▶ _Action item_
Reproduce the records verbatim from their start through the line containing "box: [10, 80, 96, 135]", including that line.

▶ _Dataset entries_
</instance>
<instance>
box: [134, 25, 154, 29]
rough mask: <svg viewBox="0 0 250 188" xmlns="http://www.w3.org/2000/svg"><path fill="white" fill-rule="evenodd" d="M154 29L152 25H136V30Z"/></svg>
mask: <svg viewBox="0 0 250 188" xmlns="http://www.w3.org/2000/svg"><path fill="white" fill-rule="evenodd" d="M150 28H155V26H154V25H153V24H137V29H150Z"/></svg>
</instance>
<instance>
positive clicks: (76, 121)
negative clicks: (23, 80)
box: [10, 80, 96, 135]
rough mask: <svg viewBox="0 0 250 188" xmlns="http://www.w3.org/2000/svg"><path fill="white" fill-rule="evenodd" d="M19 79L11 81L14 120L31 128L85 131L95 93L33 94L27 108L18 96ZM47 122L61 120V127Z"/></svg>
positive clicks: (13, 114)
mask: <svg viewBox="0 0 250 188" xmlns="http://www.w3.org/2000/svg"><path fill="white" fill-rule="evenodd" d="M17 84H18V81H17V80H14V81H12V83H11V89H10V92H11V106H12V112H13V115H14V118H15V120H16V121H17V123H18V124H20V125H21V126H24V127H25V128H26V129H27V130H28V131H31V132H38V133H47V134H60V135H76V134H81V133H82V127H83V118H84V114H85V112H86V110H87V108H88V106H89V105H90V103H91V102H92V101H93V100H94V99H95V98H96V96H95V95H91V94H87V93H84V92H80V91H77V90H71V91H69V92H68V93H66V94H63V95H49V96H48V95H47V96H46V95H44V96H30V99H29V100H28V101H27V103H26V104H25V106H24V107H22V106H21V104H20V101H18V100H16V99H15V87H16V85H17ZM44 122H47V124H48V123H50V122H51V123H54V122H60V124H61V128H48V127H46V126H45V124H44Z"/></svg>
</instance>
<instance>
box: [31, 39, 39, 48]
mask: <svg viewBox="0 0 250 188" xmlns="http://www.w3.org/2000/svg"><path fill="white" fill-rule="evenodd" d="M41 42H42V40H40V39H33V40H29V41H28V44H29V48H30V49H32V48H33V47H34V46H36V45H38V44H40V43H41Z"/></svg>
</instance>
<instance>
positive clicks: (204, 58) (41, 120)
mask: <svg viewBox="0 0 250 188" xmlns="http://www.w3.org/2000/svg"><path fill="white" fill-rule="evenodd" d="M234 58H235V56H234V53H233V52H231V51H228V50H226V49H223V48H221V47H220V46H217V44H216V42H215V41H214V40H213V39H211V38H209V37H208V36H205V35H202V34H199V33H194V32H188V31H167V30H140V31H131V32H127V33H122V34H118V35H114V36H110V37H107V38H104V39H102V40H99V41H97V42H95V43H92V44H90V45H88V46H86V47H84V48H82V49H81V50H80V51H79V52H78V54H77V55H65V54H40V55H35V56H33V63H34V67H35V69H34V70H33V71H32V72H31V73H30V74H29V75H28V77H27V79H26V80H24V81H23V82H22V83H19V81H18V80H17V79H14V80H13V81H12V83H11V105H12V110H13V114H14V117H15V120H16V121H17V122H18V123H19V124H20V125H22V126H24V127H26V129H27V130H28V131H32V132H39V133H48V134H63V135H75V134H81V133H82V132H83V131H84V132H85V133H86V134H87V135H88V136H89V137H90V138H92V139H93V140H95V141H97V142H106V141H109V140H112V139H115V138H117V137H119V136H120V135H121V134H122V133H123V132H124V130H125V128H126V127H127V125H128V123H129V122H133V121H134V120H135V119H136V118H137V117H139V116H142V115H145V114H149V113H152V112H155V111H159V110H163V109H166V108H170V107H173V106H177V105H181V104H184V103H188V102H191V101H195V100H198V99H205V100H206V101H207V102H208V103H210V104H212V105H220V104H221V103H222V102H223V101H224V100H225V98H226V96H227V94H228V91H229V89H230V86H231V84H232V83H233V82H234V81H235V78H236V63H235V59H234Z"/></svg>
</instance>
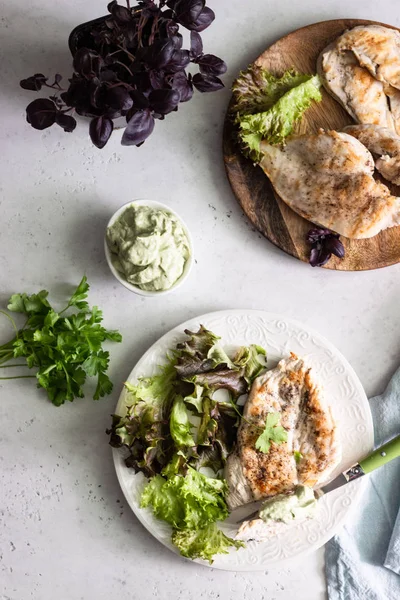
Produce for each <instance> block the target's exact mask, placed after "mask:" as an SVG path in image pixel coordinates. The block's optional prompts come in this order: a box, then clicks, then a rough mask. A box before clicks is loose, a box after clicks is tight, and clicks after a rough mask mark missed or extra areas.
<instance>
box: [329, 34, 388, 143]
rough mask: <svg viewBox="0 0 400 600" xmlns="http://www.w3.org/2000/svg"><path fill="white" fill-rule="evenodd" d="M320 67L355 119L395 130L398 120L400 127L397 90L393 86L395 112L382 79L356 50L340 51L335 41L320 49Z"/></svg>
mask: <svg viewBox="0 0 400 600" xmlns="http://www.w3.org/2000/svg"><path fill="white" fill-rule="evenodd" d="M317 70H318V74H319V76H320V78H321V81H322V83H323V85H324V87H325V88H326V90H327V91H328V92H329V93H330V94H331V96H333V97H334V98H335V100H337V101H338V102H339V103H340V104H341V105H342V106H343V108H344V109H345V110H347V112H348V113H349V114H350V116H351V117H352V118H353V119H354V120H355V121H357V122H358V123H374V124H375V125H380V126H381V127H388V128H389V129H393V130H394V131H396V124H397V125H398V127H399V131H400V120H399V114H398V110H397V107H398V96H397V90H394V89H392V99H393V100H392V104H393V109H394V110H393V112H394V114H393V113H392V111H391V110H390V107H389V104H388V100H387V97H386V95H385V89H384V85H383V83H382V82H381V81H377V80H376V79H375V78H374V77H373V76H372V75H371V74H370V73H369V72H368V70H367V69H365V68H364V67H362V66H360V65H359V63H358V61H357V59H356V57H355V55H354V54H353V52H351V51H348V50H347V51H343V52H340V51H339V50H338V48H337V44H336V42H333V43H332V44H330V45H329V46H328V47H327V48H325V50H324V51H323V52H321V54H320V56H319V58H318V61H317ZM396 118H397V123H396Z"/></svg>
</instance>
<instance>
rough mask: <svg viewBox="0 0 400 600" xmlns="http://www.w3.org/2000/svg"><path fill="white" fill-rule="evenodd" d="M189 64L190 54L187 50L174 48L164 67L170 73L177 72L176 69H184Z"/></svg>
mask: <svg viewBox="0 0 400 600" xmlns="http://www.w3.org/2000/svg"><path fill="white" fill-rule="evenodd" d="M189 64H190V56H189V52H188V50H175V52H174V53H173V55H172V57H171V60H170V61H169V63H168V64H167V65H166V67H165V68H166V69H167V70H168V71H169V72H170V73H178V71H184V70H185V69H186V67H187V66H188V65H189Z"/></svg>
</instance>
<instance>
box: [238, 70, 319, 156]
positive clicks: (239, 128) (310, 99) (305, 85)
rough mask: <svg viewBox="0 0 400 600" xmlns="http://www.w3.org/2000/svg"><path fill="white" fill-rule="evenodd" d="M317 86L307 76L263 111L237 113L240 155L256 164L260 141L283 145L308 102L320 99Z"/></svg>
mask: <svg viewBox="0 0 400 600" xmlns="http://www.w3.org/2000/svg"><path fill="white" fill-rule="evenodd" d="M320 86H321V81H320V79H319V77H318V75H314V76H307V80H306V81H303V82H302V83H300V84H299V85H296V86H295V87H292V88H291V89H289V90H287V91H286V92H285V93H284V94H283V96H281V97H280V98H279V99H277V100H276V102H275V103H274V104H272V105H271V106H270V107H269V108H268V109H267V110H265V111H263V112H258V113H251V114H238V116H237V119H236V123H237V125H238V135H239V140H240V143H241V146H242V151H243V153H244V154H245V155H246V156H248V157H249V158H251V159H252V160H254V161H255V162H260V160H261V159H262V151H261V141H262V140H265V141H267V142H268V143H269V144H280V143H283V142H284V140H285V138H286V137H287V136H288V135H290V134H291V133H292V131H293V127H294V124H295V123H296V122H297V121H298V120H299V119H301V117H302V116H303V114H304V112H305V111H306V110H307V109H308V108H309V107H310V106H311V103H312V101H313V100H315V101H316V102H320V101H321V100H322V96H321V92H320V90H319V88H320Z"/></svg>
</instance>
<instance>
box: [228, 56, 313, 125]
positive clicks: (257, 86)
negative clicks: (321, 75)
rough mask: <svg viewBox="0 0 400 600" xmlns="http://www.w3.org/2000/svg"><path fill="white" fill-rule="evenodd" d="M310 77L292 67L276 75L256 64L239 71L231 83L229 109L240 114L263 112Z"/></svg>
mask: <svg viewBox="0 0 400 600" xmlns="http://www.w3.org/2000/svg"><path fill="white" fill-rule="evenodd" d="M309 79H310V76H309V75H303V74H302V73H298V72H297V71H295V70H294V69H291V70H289V71H286V72H285V73H284V74H283V75H282V76H281V77H277V76H275V75H273V74H272V73H270V72H269V71H266V70H265V69H263V68H262V67H260V66H258V65H250V67H249V68H248V69H246V70H245V71H241V73H240V74H239V77H238V78H237V79H236V81H235V82H234V83H233V86H232V92H233V103H232V105H231V110H232V112H234V113H239V114H241V115H243V114H246V115H249V114H253V113H258V112H264V111H266V110H268V109H269V108H271V106H273V105H274V104H275V102H277V101H278V100H279V98H281V97H282V96H283V95H284V94H286V92H288V91H289V90H291V89H292V88H294V87H297V86H298V85H300V84H302V83H305V82H306V81H308V80H309Z"/></svg>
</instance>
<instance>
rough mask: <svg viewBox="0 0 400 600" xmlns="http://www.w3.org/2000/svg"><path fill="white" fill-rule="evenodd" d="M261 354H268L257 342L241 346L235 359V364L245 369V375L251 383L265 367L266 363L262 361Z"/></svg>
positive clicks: (263, 355)
mask: <svg viewBox="0 0 400 600" xmlns="http://www.w3.org/2000/svg"><path fill="white" fill-rule="evenodd" d="M260 356H264V357H266V356H267V353H266V351H265V349H264V348H263V347H262V346H258V345H257V344H251V345H250V346H242V347H241V348H239V350H238V351H237V352H236V355H235V357H234V359H233V362H234V363H235V365H237V366H238V367H239V368H241V369H244V377H245V379H246V381H247V383H248V384H249V385H251V384H252V383H253V381H254V379H255V378H256V377H258V375H259V374H260V373H261V372H262V371H263V370H264V369H265V363H264V362H261V361H260V358H259V357H260Z"/></svg>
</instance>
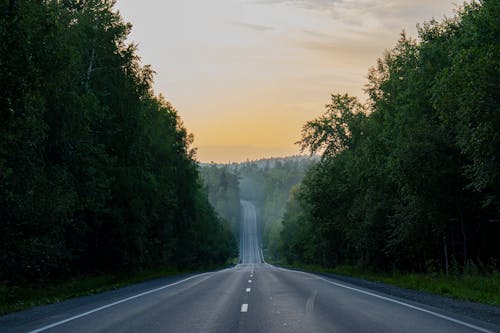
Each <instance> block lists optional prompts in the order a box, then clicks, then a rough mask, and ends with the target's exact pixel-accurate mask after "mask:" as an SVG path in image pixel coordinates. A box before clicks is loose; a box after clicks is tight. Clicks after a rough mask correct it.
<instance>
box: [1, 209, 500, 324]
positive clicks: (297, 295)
mask: <svg viewBox="0 0 500 333" xmlns="http://www.w3.org/2000/svg"><path fill="white" fill-rule="evenodd" d="M242 208H243V217H244V218H243V222H242V226H241V242H240V247H241V255H240V257H241V263H240V264H238V265H237V266H235V267H233V268H228V269H224V270H220V271H215V272H207V273H203V274H198V275H191V276H184V277H178V278H175V279H171V280H170V281H167V282H164V283H163V284H161V285H157V286H154V287H153V286H151V285H147V286H145V287H141V288H143V289H144V290H133V288H132V289H127V288H125V289H124V290H123V291H118V292H113V293H105V294H102V295H97V296H91V297H87V298H82V299H76V300H72V301H67V302H62V303H59V304H56V305H50V306H45V307H39V308H36V309H34V310H28V311H25V312H21V313H18V314H12V315H9V316H5V317H1V318H0V331H1V332H440V333H443V332H454V333H460V332H499V331H500V328H499V327H497V326H493V325H492V324H488V323H485V322H481V321H478V320H474V319H472V318H464V317H460V316H458V315H455V314H453V313H445V312H442V311H441V310H438V309H434V308H431V307H428V306H425V305H421V304H418V303H412V302H410V301H406V300H403V299H396V298H392V297H390V296H387V295H384V294H380V293H376V292H373V291H370V290H368V289H363V288H359V287H356V286H354V285H349V284H346V283H343V282H339V281H336V280H333V279H329V278H325V277H321V276H318V275H314V274H309V273H304V272H298V271H291V270H286V269H282V268H278V267H275V266H272V265H269V264H266V263H264V261H263V258H262V251H261V250H260V246H259V242H258V235H257V230H258V229H257V223H256V213H255V207H254V206H253V205H252V204H251V203H250V202H246V201H243V202H242ZM138 288H139V287H138ZM139 289H140V288H139Z"/></svg>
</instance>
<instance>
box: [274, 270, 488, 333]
mask: <svg viewBox="0 0 500 333" xmlns="http://www.w3.org/2000/svg"><path fill="white" fill-rule="evenodd" d="M269 266H272V265H269ZM277 268H278V269H280V270H282V271H288V272H294V273H301V274H305V275H309V276H313V277H315V278H317V279H318V280H321V281H324V282H326V283H329V284H333V285H335V286H337V287H341V288H345V289H349V290H352V291H357V292H359V293H361V294H365V295H369V296H373V297H376V298H379V299H383V300H384V301H388V302H392V303H396V304H399V305H402V306H405V307H407V308H410V309H413V310H417V311H420V312H424V313H427V314H430V315H432V316H435V317H438V318H441V319H445V320H448V321H451V322H453V323H455V324H459V325H462V326H465V327H469V328H472V329H474V330H476V331H479V332H484V333H495V332H494V331H490V330H488V329H486V328H483V327H479V326H476V325H474V324H470V323H467V322H465V321H461V320H458V319H455V318H451V317H448V316H445V315H442V314H439V313H437V312H433V311H430V310H427V309H424V308H421V307H418V306H415V305H411V304H408V303H405V302H401V301H398V300H396V299H393V298H389V297H385V296H381V295H377V294H374V293H371V292H369V291H365V290H361V289H357V288H353V287H349V286H346V285H345V284H341V283H337V282H333V281H330V280H327V279H324V278H322V277H319V276H317V275H313V274H311V273H306V272H302V271H294V270H290V269H286V268H281V267H277Z"/></svg>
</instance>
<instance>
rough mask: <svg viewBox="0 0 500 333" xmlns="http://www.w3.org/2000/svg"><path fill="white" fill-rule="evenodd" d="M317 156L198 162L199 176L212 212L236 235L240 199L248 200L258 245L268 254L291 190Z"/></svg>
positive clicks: (241, 199)
mask: <svg viewBox="0 0 500 333" xmlns="http://www.w3.org/2000/svg"><path fill="white" fill-rule="evenodd" d="M316 160H317V158H316V157H315V158H309V157H307V156H291V157H283V158H266V159H260V160H255V161H247V162H242V163H231V164H214V163H213V164H202V165H201V175H202V178H203V180H204V184H205V188H206V191H207V193H208V198H209V201H210V203H211V204H212V206H213V207H214V208H215V210H216V212H217V213H218V214H219V216H221V217H222V218H223V219H224V220H226V221H229V224H230V225H231V229H232V231H233V233H234V235H235V237H238V236H239V224H240V218H241V206H240V200H248V201H251V202H252V203H253V204H254V205H255V208H256V210H257V220H258V226H259V229H260V235H261V236H262V237H261V241H262V247H263V251H264V253H265V254H266V255H267V256H268V257H269V256H271V254H272V253H275V252H276V251H274V250H270V249H271V248H276V247H277V246H278V244H279V235H280V232H281V230H282V226H283V225H282V224H281V217H282V216H283V213H284V212H285V206H286V203H287V201H288V200H289V193H290V191H291V189H292V188H293V187H294V186H296V185H298V184H299V183H300V181H301V180H302V178H303V177H304V174H305V173H306V170H308V169H309V168H310V167H311V166H312V165H313V164H314V162H315V161H316Z"/></svg>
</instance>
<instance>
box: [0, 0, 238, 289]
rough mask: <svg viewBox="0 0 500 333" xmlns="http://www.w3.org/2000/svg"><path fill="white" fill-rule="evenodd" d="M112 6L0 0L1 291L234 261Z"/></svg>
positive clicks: (0, 148) (175, 135) (146, 73)
mask: <svg viewBox="0 0 500 333" xmlns="http://www.w3.org/2000/svg"><path fill="white" fill-rule="evenodd" d="M113 4H114V2H113V1H111V0H87V1H77V0H64V1H55V0H54V1H29V0H2V1H0V41H1V44H2V47H1V48H0V78H1V79H0V107H1V109H0V118H1V121H0V282H3V283H7V284H8V283H14V282H15V283H24V282H36V281H56V280H60V279H64V278H67V277H71V276H76V275H79V274H87V273H96V272H108V271H120V270H121V271H124V270H127V271H133V270H138V269H142V268H149V267H168V268H181V269H182V268H193V267H201V266H205V267H206V266H209V265H214V264H221V263H224V262H225V261H226V260H227V258H229V257H232V256H236V255H237V252H236V251H237V249H236V242H235V240H234V237H233V236H232V233H231V232H230V230H229V226H228V225H227V224H226V223H225V222H223V220H222V219H220V218H219V217H218V215H217V214H216V213H215V211H214V210H213V208H212V207H211V205H210V204H209V202H208V196H207V194H206V192H205V191H204V189H203V185H202V181H201V178H200V176H199V171H198V164H197V162H196V161H195V160H194V153H193V151H192V150H191V149H190V148H189V146H190V144H191V142H192V137H191V136H190V135H189V134H188V133H187V131H186V129H185V128H184V127H183V125H182V122H181V120H180V118H179V116H178V113H177V111H176V110H175V109H174V108H173V107H172V106H171V105H170V104H169V103H168V102H167V101H165V100H164V99H163V98H162V97H161V96H160V97H155V95H154V93H153V91H152V80H153V70H152V69H151V68H150V67H149V66H143V65H141V63H140V59H139V57H138V55H137V51H136V47H135V46H134V45H127V44H126V38H127V35H128V34H129V32H130V29H131V26H130V24H127V23H125V22H124V21H123V20H122V18H121V17H120V15H119V13H117V12H116V11H115V10H114V9H113Z"/></svg>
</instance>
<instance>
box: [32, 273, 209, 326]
mask: <svg viewBox="0 0 500 333" xmlns="http://www.w3.org/2000/svg"><path fill="white" fill-rule="evenodd" d="M213 273H215V272H206V273H201V274H197V275H193V276H190V277H188V278H186V279H184V280H180V281H177V282H174V283H171V284H167V285H165V286H161V287H159V288H156V289H152V290H148V291H145V292H143V293H140V294H137V295H134V296H130V297H127V298H124V299H122V300H119V301H116V302H113V303H110V304H106V305H103V306H100V307H98V308H95V309H93V310H90V311H87V312H84V313H81V314H79V315H76V316H73V317H70V318H67V319H64V320H61V321H58V322H55V323H53V324H50V325H47V326H43V327H40V328H38V329H36V330H33V331H29V332H28V333H38V332H42V331H46V330H48V329H49V328H53V327H56V326H59V325H62V324H65V323H67V322H70V321H73V320H75V319H78V318H82V317H85V316H88V315H89V314H92V313H95V312H97V311H101V310H104V309H107V308H110V307H112V306H115V305H118V304H121V303H125V302H128V301H130V300H133V299H135V298H138V297H141V296H144V295H147V294H151V293H154V292H157V291H160V290H163V289H166V288H169V287H173V286H175V285H178V284H181V283H183V282H186V281H189V280H192V279H194V278H197V277H201V276H203V275H207V274H213Z"/></svg>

▶ _The answer_
</instance>
<instance>
box: [134, 25, 154, 29]
rough mask: <svg viewBox="0 0 250 188" xmlns="http://www.w3.org/2000/svg"><path fill="white" fill-rule="evenodd" d="M154 29L152 25H136V30Z"/></svg>
mask: <svg viewBox="0 0 250 188" xmlns="http://www.w3.org/2000/svg"><path fill="white" fill-rule="evenodd" d="M150 28H155V26H154V25H153V24H137V29H150Z"/></svg>
</instance>
<instance>
positive clicks: (76, 121)
negative clicks: (23, 80)
box: [10, 80, 96, 135]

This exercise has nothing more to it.